Duas partes bastariam para confirmar o quão gratificante é este novo projeto de Miguel Gomes, Mil e uma Noites. Livremente baseado no famoso conto persa, o qual respeita a sua estrutura narrativa, este épico revela-nos mais do que a sátira furtiva ao panorama social português como tem sido descrito, mas até que ponto por ser diversificado e criativo o nosso cinema.

O segundo tomo, O Desolado, foi um exemplo flagrante dessas referências cinematográficas, um remendo de estilos próprios e alusões a outros mestres esquecidos, tecidos em prol de um filme-denúncia, frontal, mas sempre emaranhado num tom irónico e caricatural. Com O Encantado, Miguel Gomes guia-se novamente por essas matrizes do nosso cinema para encerrar uma trilogia sustentada por uma militância quase guerrilheira. Comparativamente, este terceira parte é a mais fraca,  ou porque sofre de um síndroma digno das trilogias, ou porque simplesmente Miguel Gomes tenta encerrá-la de uma forma mais emocional, do que incisiva.

# INSTRUÇÃO A
Por favor, transcreva o trecho da crítica a Mil e uma Noites que começa em "O segundo tomo, O" e termina em "do que incisiva.", substituindo "tomo" por "volume".
# INSTRUÇÃO B
Na crítica a Mil e uma Noites, que título tem o segundo tomo da trilogia?

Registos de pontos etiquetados

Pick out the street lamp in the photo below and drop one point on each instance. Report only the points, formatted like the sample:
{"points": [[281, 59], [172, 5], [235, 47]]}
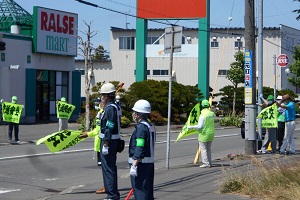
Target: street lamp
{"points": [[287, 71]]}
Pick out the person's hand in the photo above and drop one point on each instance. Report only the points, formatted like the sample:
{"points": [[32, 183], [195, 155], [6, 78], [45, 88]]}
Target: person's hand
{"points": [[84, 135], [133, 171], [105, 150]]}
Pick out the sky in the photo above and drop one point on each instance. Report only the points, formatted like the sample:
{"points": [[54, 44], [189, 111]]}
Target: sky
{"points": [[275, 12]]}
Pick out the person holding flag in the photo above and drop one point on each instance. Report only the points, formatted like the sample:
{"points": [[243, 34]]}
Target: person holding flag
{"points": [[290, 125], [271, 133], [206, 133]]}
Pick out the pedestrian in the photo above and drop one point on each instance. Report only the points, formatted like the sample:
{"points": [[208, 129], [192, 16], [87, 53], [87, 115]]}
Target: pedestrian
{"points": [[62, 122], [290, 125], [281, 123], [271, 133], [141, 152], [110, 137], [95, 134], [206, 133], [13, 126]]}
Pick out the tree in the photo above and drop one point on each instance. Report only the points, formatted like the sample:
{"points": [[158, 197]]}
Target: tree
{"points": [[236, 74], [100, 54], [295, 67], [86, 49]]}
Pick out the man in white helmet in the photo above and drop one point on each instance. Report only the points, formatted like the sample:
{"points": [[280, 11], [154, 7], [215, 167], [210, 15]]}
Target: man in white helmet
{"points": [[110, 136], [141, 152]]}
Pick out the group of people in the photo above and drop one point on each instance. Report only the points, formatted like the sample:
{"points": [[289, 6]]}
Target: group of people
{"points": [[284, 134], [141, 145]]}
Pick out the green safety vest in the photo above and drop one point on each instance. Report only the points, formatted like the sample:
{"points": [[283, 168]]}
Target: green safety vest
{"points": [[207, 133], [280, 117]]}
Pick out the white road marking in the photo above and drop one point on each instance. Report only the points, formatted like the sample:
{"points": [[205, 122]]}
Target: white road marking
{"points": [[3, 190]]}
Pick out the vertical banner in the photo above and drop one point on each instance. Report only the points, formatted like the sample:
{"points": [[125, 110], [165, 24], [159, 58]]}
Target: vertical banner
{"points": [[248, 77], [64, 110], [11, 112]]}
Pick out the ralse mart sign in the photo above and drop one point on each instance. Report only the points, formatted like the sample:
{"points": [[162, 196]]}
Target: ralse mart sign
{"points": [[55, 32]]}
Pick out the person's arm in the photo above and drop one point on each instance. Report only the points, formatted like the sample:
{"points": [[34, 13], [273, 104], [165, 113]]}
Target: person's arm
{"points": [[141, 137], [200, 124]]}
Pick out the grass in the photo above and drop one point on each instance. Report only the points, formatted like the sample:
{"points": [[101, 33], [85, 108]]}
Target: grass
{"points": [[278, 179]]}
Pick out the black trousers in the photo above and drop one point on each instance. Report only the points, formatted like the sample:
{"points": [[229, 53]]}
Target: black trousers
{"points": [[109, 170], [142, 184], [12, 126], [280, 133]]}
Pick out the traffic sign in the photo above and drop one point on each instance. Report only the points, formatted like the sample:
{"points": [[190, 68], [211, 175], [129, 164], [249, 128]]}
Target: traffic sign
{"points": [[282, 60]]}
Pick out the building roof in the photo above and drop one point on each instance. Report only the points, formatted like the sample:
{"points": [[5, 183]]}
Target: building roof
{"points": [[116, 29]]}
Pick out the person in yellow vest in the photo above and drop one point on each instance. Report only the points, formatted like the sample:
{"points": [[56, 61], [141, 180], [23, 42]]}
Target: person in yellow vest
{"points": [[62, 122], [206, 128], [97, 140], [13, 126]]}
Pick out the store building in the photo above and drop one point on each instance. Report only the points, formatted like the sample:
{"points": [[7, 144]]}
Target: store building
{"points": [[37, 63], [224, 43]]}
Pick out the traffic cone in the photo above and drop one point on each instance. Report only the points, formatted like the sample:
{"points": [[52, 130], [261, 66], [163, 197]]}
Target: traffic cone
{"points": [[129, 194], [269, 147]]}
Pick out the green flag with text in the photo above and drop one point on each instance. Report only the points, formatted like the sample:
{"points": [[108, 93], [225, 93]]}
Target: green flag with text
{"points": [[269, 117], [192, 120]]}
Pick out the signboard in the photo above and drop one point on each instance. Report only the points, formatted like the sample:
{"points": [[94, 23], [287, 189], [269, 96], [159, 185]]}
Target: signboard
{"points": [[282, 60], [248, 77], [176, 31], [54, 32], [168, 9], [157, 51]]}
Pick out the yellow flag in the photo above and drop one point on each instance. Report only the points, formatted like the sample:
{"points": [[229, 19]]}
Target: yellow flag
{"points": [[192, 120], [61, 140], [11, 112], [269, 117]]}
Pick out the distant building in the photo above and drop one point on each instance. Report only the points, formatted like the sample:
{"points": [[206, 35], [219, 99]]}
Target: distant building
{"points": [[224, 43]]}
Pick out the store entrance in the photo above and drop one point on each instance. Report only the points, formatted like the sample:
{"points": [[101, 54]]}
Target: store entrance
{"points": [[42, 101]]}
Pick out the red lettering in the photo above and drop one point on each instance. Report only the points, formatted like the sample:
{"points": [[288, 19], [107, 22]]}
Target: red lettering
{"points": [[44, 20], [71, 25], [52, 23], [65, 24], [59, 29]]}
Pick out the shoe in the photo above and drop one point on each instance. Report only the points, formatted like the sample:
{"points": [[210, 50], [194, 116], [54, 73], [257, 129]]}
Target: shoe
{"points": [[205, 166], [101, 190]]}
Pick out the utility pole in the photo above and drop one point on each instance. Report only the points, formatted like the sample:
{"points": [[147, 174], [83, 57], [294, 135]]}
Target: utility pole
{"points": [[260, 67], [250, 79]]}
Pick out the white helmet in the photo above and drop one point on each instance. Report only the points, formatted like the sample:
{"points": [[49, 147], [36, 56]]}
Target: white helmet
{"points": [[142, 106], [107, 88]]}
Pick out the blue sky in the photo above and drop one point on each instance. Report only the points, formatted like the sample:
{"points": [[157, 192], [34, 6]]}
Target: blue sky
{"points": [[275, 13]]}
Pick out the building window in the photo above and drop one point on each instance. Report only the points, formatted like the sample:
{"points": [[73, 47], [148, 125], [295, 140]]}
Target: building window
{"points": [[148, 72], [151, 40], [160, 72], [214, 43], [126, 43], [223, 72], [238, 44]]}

# RESOLUÇÃO A
O segundo volume, O Desolado, foi um exemplo flagrante dessas referências cinematográficas, um remendo de estilos próprios e alusões a outros mestres esquecidos, tecidos em prol de um filme-denúncia, frontal, mas sempre emaranhado num tom irónico e caricatural. Com O Encantado, Miguel Gomes guia-se novamente por essas matrizes do nosso cinema para encerrar uma trilogia sustentada por uma militância quase guerrilheira. Comparativamente, este terceira parte é a mais fraca,  ou porque sofre de um síndroma digno das trilogias, ou porque simplesmente Miguel Gomes tenta encerrá-la de uma forma mais emocional, do que incisiva.

# RESOLUÇÃO B
O Desolado.